# Provided text:
= Beginning of Section =
Particle Scattering Sampler for llama.cpp
https://github.com/IceFog72/llama.cpp
I added an experimental sampler to llama.cpp
called scatter
The short version: it slightly smooths the model’s next-token probability distribution inside the already-selected top candidates. It is meant to make generation less rigid without doing the usual “raise temperature and wake up the garbage tail” thing.
It uses a light-scattering metaphor, but the implementation is not real physics. The actual operation is much simpler: a cheap local diffusion / moving-average step over token rank.
Think of the model’s next-token distribution as a beam. The strongest candidate is rank 1, the next strongest is rank 2, and so on. scatter
lets nearby ranks exchange a little probability mass. Rank 1 can lose some mass to rank 2, 3, 4, etc. Rank 5 can exchange with nearby ranks. But it does not pull random deep-tail tokens into play.
That is the main point:
flatten the head of the distribution without leaking probability into the deep tail.
= End of Section =
Please reproduce the text about the scatter sampler for llama.cpp word for word, from its title line to its final sentence.

Data items
= Beginning of Section =
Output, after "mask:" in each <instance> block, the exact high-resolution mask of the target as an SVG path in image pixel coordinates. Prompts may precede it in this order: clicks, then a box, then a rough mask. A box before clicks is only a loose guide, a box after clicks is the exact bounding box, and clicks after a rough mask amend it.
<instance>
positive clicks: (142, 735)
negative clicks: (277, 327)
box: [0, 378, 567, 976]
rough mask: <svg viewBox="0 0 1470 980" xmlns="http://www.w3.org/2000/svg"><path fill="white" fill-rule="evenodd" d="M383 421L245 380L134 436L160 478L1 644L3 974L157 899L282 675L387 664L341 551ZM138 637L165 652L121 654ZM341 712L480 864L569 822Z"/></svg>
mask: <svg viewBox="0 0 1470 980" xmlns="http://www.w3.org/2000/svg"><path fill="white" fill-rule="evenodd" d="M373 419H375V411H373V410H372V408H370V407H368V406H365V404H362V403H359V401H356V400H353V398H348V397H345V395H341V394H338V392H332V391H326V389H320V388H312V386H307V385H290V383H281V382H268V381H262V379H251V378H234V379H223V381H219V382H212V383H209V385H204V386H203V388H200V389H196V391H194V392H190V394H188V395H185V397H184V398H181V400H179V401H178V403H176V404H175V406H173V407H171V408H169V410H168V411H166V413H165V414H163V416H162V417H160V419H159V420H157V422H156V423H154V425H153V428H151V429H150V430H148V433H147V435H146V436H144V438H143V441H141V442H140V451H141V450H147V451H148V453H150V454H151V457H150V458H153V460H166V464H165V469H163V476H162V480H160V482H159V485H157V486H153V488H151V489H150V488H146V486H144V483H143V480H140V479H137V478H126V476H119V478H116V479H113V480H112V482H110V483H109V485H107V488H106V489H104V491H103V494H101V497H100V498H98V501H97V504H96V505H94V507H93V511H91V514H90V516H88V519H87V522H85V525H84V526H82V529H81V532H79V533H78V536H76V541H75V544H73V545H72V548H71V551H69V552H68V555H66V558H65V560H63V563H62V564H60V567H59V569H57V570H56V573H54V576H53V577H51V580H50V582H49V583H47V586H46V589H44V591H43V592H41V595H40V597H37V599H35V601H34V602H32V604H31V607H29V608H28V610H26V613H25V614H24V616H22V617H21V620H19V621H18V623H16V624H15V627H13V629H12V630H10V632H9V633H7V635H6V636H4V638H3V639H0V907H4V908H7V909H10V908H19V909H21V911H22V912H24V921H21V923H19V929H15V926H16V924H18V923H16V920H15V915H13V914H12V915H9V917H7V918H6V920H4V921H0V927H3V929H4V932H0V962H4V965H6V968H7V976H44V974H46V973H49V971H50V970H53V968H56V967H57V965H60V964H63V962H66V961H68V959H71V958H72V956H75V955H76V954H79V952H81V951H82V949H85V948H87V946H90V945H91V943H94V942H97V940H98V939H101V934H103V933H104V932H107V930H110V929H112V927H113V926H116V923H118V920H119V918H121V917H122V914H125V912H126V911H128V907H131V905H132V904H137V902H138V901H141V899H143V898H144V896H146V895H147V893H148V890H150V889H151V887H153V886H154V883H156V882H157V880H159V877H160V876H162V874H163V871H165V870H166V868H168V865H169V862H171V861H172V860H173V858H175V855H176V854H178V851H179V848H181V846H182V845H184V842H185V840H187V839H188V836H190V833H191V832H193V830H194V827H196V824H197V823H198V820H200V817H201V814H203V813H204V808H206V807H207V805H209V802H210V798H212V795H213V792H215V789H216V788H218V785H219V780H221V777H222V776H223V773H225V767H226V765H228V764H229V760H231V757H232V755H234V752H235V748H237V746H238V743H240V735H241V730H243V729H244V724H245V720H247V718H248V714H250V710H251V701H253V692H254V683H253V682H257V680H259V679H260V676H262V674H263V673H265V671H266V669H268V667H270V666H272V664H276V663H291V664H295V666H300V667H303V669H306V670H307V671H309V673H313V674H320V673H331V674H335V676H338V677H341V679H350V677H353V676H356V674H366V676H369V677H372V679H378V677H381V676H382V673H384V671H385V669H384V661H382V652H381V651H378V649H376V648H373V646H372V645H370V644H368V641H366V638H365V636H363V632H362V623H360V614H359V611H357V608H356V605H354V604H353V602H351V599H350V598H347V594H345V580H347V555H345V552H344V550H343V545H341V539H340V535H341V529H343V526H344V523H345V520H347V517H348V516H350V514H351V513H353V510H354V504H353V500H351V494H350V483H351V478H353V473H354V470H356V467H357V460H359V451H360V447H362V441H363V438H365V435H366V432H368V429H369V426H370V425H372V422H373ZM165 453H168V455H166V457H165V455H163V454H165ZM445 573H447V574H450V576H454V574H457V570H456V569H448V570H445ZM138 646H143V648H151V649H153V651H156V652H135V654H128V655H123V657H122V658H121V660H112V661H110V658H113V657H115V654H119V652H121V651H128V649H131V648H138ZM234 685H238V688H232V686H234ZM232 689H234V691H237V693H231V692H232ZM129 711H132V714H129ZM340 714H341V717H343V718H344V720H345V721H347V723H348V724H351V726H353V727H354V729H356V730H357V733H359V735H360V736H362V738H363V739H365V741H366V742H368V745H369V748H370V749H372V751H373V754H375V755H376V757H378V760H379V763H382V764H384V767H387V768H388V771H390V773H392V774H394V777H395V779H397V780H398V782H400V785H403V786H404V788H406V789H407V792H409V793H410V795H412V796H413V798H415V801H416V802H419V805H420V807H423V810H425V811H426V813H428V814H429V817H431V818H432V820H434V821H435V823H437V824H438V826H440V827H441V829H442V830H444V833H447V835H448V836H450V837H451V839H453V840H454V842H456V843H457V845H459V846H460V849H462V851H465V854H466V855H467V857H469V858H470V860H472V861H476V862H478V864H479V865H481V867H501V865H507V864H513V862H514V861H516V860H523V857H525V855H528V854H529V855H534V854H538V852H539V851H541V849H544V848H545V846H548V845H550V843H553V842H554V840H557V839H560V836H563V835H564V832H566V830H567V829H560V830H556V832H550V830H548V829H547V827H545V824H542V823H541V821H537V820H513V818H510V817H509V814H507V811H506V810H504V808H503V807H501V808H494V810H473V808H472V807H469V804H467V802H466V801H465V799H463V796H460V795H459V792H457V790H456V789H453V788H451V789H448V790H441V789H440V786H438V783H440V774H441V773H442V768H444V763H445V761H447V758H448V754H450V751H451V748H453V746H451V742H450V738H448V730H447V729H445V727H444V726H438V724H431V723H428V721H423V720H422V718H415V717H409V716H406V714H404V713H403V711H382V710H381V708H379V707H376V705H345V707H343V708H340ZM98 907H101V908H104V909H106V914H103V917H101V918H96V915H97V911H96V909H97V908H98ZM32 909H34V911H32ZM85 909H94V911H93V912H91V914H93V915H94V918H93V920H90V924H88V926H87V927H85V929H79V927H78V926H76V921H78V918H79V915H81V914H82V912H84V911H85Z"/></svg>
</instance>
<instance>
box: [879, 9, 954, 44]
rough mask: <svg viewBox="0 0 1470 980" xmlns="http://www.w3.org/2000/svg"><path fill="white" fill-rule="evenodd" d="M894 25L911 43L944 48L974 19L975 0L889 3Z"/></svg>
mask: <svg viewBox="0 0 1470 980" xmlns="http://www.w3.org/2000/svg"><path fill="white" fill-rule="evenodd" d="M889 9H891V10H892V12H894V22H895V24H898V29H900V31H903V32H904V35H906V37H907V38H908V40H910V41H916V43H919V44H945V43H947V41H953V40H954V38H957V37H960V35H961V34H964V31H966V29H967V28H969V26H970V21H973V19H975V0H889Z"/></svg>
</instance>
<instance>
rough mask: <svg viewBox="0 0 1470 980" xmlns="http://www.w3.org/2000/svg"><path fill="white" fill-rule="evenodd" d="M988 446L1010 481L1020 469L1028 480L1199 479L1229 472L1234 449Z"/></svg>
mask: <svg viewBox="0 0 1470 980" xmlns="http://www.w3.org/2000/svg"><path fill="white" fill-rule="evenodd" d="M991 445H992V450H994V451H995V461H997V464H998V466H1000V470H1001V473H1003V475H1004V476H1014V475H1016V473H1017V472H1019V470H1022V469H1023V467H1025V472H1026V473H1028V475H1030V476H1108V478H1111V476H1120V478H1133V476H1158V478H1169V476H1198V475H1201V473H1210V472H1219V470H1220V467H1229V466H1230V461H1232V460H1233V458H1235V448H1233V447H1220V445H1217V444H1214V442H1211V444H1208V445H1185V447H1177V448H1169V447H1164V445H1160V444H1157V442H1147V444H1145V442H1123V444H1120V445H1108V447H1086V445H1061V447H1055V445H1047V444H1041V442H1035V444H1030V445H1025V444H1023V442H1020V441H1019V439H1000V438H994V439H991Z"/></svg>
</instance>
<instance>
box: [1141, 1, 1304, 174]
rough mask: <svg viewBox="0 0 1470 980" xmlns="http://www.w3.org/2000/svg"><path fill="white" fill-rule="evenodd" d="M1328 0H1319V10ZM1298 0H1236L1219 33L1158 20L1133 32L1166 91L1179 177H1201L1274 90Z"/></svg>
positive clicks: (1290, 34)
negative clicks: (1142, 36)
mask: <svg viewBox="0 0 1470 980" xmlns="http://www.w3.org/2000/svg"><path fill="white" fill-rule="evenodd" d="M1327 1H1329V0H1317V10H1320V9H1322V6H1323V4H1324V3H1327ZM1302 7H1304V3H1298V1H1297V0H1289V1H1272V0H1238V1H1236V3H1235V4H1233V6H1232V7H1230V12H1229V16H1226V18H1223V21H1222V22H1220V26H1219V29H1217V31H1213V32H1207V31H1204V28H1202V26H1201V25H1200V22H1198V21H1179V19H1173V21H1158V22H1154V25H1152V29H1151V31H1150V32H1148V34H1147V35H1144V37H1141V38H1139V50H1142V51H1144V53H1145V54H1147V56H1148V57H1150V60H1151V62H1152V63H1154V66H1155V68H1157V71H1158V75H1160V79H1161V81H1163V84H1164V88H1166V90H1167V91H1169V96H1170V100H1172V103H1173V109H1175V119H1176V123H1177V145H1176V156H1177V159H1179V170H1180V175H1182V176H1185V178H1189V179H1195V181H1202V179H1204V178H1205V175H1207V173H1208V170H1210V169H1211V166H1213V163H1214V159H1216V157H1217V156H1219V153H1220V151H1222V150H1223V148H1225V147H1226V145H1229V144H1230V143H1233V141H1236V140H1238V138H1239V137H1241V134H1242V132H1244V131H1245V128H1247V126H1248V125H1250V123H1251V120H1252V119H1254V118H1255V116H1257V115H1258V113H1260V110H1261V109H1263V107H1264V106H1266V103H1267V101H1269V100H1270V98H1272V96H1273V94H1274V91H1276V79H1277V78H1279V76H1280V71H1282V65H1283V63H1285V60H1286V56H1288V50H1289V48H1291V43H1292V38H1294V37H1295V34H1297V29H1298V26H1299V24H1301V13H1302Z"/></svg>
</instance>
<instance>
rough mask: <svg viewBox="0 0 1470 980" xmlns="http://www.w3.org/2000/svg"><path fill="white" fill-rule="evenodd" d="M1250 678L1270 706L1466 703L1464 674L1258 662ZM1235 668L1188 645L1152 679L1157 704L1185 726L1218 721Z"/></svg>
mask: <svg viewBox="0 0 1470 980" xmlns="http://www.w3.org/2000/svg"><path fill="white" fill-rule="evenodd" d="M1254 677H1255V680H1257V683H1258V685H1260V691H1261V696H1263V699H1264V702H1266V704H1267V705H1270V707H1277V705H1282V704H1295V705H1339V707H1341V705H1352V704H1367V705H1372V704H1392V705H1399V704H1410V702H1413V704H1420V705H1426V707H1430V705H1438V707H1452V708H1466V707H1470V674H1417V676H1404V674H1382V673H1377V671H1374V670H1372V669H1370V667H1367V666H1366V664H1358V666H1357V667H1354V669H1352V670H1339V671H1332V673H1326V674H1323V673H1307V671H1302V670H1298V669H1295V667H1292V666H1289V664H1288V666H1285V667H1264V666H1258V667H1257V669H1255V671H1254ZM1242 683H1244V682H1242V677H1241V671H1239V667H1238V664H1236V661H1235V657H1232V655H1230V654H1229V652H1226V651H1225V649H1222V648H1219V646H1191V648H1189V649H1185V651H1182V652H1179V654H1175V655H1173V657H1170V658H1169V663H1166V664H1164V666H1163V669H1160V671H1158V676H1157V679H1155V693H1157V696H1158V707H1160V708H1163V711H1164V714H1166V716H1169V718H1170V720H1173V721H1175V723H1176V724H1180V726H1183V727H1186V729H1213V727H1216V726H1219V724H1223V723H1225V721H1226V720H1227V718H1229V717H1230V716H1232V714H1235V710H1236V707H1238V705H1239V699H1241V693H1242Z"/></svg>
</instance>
= End of Section =
# Solution to the problem:
Particle Scattering Sampler for llama.cpp
https://github.com/IceFog72/llama.cpp
I added an experimental sampler to llama.cpp
called scatter
The short version: it slightly smooths the model’s next-token probability distribution inside the already-selected top candidates. It is meant to make generation less rigid without doing the usual “raise temperature and wake up the garbage tail” thing.
It uses a light-scattering metaphor, but the implementation is not real physics. The actual operation is much simpler: a cheap local diffusion / moving-average step over token rank.
Think of the model’s next-token distribution as a beam. The strongest candidate is rank 1, the next strongest is rank 2, and so on. scatter
lets nearby ranks exchange a little probability mass. Rank 1 can lose some mass to rank 2, 3, 4, etc. Rank 5 can exchange with nearby ranks. But it does not pull random deep-tail tokens into play.
That is the main point:
flatten the head of the distribution without leaking probability into the deep tail.